Lines from a data collection
============
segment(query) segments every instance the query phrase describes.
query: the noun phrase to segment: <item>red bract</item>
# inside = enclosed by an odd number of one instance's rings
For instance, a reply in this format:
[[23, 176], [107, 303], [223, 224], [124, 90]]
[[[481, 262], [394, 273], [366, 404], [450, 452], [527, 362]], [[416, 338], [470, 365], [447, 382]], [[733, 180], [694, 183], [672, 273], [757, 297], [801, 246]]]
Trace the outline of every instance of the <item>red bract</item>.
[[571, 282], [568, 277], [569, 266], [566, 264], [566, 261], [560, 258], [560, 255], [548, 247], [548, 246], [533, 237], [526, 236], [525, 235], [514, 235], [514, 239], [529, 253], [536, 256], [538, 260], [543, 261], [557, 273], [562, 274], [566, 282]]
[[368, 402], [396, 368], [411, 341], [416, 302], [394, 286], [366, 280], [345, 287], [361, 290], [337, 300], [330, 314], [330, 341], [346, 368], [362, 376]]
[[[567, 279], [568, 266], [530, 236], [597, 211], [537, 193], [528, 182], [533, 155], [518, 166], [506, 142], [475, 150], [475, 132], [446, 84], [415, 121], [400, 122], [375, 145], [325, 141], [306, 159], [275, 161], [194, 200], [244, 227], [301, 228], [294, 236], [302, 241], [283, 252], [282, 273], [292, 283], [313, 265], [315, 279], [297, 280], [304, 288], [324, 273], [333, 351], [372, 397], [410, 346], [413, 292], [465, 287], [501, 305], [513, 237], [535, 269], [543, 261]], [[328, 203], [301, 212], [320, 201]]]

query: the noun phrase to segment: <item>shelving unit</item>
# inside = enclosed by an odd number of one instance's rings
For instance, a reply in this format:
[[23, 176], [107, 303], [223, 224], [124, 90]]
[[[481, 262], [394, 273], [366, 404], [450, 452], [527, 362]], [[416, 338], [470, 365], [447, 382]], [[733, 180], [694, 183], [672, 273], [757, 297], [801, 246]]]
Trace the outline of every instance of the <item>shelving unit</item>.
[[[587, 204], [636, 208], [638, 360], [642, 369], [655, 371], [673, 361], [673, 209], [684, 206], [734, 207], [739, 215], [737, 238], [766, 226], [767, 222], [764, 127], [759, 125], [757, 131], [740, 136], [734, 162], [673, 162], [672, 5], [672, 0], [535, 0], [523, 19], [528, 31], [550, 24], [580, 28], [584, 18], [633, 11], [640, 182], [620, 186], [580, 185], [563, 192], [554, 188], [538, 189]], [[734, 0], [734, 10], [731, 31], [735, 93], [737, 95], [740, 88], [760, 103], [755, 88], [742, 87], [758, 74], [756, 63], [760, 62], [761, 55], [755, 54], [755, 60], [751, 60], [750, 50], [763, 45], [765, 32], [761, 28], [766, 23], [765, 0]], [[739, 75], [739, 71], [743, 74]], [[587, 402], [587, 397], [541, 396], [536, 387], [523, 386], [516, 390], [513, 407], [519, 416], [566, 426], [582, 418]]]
============
• DIRECTIONS
Please copy every one of the lines above without changing anything.

• TASK RESULT
segment(query) segments every instance the query phrase describes.
query: the noun phrase to segment: <item>red bract</item>
# inside = enclosed by an odd number of one instance's rings
For instance, a reply in this format:
[[23, 176], [107, 303], [223, 224], [124, 90]]
[[[481, 262], [394, 273], [366, 404], [450, 452], [527, 362]], [[416, 338], [470, 365], [447, 382]], [[733, 180], [694, 183], [672, 273], [757, 297], [801, 246]]]
Trace the outline of every instance of the <item>red bract</item>.
[[571, 282], [568, 277], [569, 266], [566, 264], [566, 261], [560, 258], [560, 255], [548, 247], [548, 246], [533, 237], [526, 236], [525, 235], [514, 235], [514, 239], [529, 253], [536, 256], [538, 260], [543, 261], [557, 273], [562, 274], [566, 282]]
[[368, 402], [396, 368], [411, 341], [416, 302], [394, 286], [366, 280], [345, 287], [361, 290], [337, 300], [330, 314], [330, 341], [346, 368], [362, 376]]
[[[567, 279], [568, 266], [530, 236], [597, 211], [537, 193], [528, 182], [533, 155], [518, 166], [506, 142], [475, 150], [475, 132], [446, 84], [415, 121], [400, 122], [375, 145], [325, 141], [306, 159], [275, 161], [194, 200], [244, 227], [301, 228], [294, 236], [302, 241], [283, 252], [282, 273], [292, 283], [313, 265], [315, 279], [297, 280], [304, 288], [324, 273], [333, 351], [372, 397], [410, 346], [413, 292], [465, 287], [501, 305], [513, 237], [535, 269], [543, 261]], [[328, 203], [301, 212], [320, 201]]]

query: the noun phrase to segment: <item>shelving unit</item>
# inside = enclosed by an odd number of one instance's rings
For instance, a reply in this format:
[[23, 176], [107, 303], [223, 224], [124, 90]]
[[[481, 262], [394, 273], [366, 404], [450, 452], [527, 362]], [[416, 338], [470, 365], [447, 382]], [[733, 180], [694, 183], [672, 273], [757, 297], [801, 246]]]
Trace the outline of every instance of the <item>shelving unit</item>.
[[[587, 204], [636, 208], [638, 360], [642, 369], [655, 371], [673, 361], [673, 209], [684, 206], [734, 207], [739, 215], [737, 238], [766, 226], [767, 222], [764, 127], [759, 125], [757, 131], [740, 136], [734, 162], [673, 162], [672, 5], [672, 0], [535, 0], [523, 19], [528, 31], [550, 24], [580, 28], [584, 18], [633, 11], [640, 182], [620, 186], [580, 185], [563, 192], [554, 188], [538, 189]], [[734, 0], [734, 10], [731, 31], [735, 93], [737, 95], [740, 88], [760, 103], [755, 88], [742, 87], [758, 74], [756, 63], [760, 62], [761, 55], [755, 54], [755, 60], [751, 60], [750, 50], [763, 45], [765, 32], [761, 28], [766, 23], [765, 0]], [[739, 75], [739, 71], [743, 74]], [[587, 402], [587, 397], [541, 396], [536, 387], [523, 386], [516, 390], [513, 407], [519, 416], [566, 426], [582, 418]]]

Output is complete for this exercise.